* WHAT YOU SHOULD DO *
Count the rows below that contain the string "scuba", treating case as significant. Reply with the number only.

--- start THE RECORDS ---

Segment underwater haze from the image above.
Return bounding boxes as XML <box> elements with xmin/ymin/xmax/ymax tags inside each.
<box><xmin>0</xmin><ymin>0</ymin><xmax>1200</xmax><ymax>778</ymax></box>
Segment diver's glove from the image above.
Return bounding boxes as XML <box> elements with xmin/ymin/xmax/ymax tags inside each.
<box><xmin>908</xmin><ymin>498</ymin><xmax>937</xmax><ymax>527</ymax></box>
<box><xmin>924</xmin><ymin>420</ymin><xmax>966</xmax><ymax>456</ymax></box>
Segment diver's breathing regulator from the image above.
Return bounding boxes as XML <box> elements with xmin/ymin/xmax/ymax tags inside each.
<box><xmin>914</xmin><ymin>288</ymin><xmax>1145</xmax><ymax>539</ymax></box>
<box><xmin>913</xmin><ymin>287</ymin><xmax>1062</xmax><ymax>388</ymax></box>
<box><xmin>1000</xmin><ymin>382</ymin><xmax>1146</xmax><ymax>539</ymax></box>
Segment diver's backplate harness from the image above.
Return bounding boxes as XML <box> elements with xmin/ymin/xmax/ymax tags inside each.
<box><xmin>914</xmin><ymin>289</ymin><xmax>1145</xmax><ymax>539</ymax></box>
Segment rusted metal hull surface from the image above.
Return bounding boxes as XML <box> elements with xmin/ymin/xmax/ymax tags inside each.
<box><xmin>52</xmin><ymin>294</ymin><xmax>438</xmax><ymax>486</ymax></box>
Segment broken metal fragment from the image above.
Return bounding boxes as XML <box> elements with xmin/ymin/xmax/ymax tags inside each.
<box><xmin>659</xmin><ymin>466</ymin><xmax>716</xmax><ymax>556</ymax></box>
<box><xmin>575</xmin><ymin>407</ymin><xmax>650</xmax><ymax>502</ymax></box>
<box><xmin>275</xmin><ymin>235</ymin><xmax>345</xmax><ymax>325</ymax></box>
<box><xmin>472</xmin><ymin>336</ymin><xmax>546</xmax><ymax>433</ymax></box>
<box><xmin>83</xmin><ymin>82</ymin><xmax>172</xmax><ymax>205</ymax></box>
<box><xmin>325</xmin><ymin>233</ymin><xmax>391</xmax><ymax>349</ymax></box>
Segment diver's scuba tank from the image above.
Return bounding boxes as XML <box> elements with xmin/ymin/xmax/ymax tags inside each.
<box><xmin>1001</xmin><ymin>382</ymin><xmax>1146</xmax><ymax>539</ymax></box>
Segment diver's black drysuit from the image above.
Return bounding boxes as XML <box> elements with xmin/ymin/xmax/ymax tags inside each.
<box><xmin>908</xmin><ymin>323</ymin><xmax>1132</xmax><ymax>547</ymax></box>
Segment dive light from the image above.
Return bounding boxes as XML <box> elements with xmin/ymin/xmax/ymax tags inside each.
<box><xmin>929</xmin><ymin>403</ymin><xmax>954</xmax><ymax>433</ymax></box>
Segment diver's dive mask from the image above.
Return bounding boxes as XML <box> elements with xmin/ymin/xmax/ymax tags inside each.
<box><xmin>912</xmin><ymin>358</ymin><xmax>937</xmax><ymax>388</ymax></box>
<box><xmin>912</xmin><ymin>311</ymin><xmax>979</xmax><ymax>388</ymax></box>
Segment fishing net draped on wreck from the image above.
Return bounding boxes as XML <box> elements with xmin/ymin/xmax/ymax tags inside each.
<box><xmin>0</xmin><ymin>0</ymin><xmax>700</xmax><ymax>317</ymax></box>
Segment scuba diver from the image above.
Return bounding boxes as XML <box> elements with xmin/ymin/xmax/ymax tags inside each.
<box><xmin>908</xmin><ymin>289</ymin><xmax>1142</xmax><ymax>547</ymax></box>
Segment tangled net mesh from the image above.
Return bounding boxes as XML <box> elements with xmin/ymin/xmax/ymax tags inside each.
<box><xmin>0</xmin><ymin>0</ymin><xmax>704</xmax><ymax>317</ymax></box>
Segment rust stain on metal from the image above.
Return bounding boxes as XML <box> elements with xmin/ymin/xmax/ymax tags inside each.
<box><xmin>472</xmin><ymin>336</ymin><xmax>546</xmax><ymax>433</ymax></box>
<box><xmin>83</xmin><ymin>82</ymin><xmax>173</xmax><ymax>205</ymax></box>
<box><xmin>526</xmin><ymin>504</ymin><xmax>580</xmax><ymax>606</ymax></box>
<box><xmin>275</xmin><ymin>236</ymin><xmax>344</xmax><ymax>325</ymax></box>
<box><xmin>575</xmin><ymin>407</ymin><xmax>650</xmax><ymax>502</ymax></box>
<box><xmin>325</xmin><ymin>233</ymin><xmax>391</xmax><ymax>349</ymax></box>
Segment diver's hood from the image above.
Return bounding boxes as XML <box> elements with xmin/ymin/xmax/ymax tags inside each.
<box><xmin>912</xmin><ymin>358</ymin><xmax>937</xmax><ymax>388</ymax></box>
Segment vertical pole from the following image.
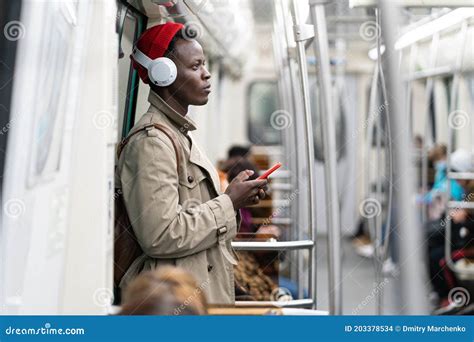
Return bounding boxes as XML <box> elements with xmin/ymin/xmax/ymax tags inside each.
<box><xmin>379</xmin><ymin>0</ymin><xmax>428</xmax><ymax>315</ymax></box>
<box><xmin>310</xmin><ymin>0</ymin><xmax>342</xmax><ymax>315</ymax></box>
<box><xmin>291</xmin><ymin>0</ymin><xmax>316</xmax><ymax>307</ymax></box>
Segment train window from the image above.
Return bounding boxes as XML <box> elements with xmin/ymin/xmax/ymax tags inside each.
<box><xmin>117</xmin><ymin>3</ymin><xmax>146</xmax><ymax>140</ymax></box>
<box><xmin>247</xmin><ymin>81</ymin><xmax>280</xmax><ymax>145</ymax></box>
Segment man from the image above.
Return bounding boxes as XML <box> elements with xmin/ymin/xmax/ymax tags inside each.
<box><xmin>117</xmin><ymin>23</ymin><xmax>267</xmax><ymax>304</ymax></box>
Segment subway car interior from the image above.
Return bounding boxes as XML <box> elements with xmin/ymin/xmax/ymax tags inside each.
<box><xmin>0</xmin><ymin>0</ymin><xmax>474</xmax><ymax>315</ymax></box>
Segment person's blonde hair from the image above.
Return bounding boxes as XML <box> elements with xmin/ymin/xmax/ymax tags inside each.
<box><xmin>120</xmin><ymin>266</ymin><xmax>208</xmax><ymax>315</ymax></box>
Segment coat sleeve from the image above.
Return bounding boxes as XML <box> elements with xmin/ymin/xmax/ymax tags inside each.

--- end THE RECORDS ---

* TASK RESULT *
2